:: EXERCISE AIM ::
In the records below, locate the line containing "the front door", then extract it and all following lines exactly, ending with the last line.

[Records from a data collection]
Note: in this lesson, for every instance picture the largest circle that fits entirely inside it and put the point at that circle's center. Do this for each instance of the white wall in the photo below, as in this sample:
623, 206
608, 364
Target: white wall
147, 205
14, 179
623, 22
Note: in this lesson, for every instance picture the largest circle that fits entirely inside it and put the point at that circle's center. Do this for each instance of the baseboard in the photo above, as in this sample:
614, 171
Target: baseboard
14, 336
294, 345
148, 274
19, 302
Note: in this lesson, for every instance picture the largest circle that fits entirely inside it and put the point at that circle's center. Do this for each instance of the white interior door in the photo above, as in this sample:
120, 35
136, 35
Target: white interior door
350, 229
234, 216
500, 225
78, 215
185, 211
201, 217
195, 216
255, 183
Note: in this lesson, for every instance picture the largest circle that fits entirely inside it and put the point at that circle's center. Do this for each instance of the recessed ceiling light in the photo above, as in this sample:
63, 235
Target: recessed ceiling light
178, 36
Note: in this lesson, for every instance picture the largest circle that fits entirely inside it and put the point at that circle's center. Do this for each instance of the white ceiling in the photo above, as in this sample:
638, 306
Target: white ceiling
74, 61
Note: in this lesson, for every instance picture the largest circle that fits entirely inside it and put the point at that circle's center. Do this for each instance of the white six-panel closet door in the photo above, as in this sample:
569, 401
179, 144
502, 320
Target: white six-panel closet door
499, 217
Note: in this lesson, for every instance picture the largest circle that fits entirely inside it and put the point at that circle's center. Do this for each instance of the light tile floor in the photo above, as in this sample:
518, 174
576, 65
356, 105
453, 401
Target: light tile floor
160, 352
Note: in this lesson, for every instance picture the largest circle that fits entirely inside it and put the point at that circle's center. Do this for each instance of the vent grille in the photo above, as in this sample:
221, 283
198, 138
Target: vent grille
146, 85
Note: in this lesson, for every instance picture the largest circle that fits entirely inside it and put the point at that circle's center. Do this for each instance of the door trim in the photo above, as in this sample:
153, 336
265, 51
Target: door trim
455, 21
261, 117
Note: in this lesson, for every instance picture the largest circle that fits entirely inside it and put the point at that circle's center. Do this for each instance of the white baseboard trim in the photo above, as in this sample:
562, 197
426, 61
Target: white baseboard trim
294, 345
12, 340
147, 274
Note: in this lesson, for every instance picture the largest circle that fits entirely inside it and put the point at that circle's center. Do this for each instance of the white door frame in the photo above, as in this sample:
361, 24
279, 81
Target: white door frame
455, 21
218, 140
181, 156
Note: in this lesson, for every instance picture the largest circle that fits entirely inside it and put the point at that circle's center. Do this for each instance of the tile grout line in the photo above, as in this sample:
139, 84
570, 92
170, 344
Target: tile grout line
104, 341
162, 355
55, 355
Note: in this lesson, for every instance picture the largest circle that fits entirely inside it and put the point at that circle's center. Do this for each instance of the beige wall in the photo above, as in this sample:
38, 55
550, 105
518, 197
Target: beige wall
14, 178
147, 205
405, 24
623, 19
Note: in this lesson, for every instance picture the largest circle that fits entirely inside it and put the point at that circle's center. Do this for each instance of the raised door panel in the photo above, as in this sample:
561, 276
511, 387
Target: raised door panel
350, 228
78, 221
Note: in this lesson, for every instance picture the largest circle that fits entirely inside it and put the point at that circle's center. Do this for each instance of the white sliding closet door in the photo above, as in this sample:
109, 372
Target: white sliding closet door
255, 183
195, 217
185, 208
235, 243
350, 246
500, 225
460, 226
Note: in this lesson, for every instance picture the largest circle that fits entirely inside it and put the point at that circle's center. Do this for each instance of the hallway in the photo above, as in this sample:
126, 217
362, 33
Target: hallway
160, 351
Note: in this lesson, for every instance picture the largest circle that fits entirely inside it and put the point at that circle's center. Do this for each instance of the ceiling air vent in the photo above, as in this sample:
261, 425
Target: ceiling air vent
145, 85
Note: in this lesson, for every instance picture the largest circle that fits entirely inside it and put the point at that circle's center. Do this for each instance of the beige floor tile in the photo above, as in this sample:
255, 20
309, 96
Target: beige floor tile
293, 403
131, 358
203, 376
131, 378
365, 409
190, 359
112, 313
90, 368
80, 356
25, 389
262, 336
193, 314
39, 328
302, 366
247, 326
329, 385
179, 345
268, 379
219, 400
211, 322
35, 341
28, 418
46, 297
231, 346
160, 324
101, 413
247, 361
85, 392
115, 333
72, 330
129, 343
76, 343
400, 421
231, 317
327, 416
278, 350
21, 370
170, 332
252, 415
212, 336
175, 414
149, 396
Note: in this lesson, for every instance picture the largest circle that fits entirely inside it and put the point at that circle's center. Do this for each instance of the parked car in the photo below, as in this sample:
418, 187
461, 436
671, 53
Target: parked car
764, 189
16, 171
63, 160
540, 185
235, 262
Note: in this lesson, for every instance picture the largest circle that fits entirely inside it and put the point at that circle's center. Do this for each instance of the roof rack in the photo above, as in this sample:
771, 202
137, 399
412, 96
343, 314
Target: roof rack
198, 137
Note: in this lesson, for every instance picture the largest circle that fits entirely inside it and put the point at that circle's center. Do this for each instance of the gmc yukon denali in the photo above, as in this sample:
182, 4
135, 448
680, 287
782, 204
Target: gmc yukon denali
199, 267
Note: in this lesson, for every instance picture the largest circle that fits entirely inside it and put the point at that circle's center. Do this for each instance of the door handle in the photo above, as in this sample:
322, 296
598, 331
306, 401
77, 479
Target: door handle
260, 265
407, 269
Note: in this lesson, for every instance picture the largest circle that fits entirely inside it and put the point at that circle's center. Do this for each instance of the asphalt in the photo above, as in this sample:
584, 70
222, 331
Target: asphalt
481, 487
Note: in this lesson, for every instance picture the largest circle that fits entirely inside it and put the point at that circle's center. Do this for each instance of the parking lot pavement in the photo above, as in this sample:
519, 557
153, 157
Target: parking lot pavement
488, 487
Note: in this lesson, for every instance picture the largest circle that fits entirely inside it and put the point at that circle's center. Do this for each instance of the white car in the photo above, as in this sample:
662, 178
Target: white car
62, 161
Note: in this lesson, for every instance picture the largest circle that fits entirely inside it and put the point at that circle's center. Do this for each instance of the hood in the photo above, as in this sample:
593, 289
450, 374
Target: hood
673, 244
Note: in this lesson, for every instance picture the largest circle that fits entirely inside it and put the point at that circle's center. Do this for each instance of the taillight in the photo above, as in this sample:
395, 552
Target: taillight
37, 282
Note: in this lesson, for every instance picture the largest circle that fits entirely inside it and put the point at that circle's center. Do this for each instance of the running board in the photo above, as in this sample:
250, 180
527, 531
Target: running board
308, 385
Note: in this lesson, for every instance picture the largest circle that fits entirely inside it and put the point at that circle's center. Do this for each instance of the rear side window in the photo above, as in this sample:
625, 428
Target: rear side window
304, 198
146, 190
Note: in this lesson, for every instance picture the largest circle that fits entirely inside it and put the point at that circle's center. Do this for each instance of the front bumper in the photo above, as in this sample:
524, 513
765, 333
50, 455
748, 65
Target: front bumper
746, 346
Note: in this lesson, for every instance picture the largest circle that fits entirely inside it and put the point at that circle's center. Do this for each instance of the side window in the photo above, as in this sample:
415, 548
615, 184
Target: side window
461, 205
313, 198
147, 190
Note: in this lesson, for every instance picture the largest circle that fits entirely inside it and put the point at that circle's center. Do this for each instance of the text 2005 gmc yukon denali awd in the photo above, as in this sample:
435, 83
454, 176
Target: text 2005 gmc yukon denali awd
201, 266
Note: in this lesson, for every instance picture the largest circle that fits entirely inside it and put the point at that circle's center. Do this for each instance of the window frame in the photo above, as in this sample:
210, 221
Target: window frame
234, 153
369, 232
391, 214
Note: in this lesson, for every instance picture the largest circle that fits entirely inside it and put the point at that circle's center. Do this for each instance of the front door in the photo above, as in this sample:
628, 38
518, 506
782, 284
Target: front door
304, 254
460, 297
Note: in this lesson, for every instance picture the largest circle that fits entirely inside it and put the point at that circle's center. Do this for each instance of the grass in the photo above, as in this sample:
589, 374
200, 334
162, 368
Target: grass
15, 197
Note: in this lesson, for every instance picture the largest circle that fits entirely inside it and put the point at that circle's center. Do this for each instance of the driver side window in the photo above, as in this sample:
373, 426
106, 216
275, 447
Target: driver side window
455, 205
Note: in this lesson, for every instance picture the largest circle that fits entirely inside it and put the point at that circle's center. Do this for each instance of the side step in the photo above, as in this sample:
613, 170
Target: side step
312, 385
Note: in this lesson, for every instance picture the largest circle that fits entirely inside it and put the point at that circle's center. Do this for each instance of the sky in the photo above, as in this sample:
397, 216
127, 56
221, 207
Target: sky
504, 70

:: ANSWER TO THIS EXERCISE ::
Note: in this lesson, for every instance picture the largest circle that fits entirely inside it and put the point at that circle's center. Do this for each instance of the front door in the photo above, as in this sample:
628, 38
518, 506
782, 284
Target: front door
304, 254
460, 297
Note: in this lesson, for every instance picture the largest circle that fits entirely inside it and put the point at that circle's center. Do this for each instance of the grass in the photo above, as in this sample:
589, 374
200, 334
162, 368
Target: grass
15, 197
Note: in this lesson, for every instance picture the largest circle that fits entirely inside it and put the point at that circle's center. Do this for each instance of the driver side window in the photo above, as in this sample:
373, 426
106, 216
275, 447
Target: driver side window
455, 205
Note: in this lesson, for every instance picture the largest circle that fits entirely inside it and put the point at that circle's center. Do this for each instance of the side step in the photo above, as in this sample:
613, 170
Target: side step
312, 385
Note: in this lesson, for every instance picture the largest circle that fits entirely inside it and put the point at that circle's center. Do this for each instance of the sky in the photo above, as in this sample:
397, 216
127, 56
221, 207
Target: sky
504, 70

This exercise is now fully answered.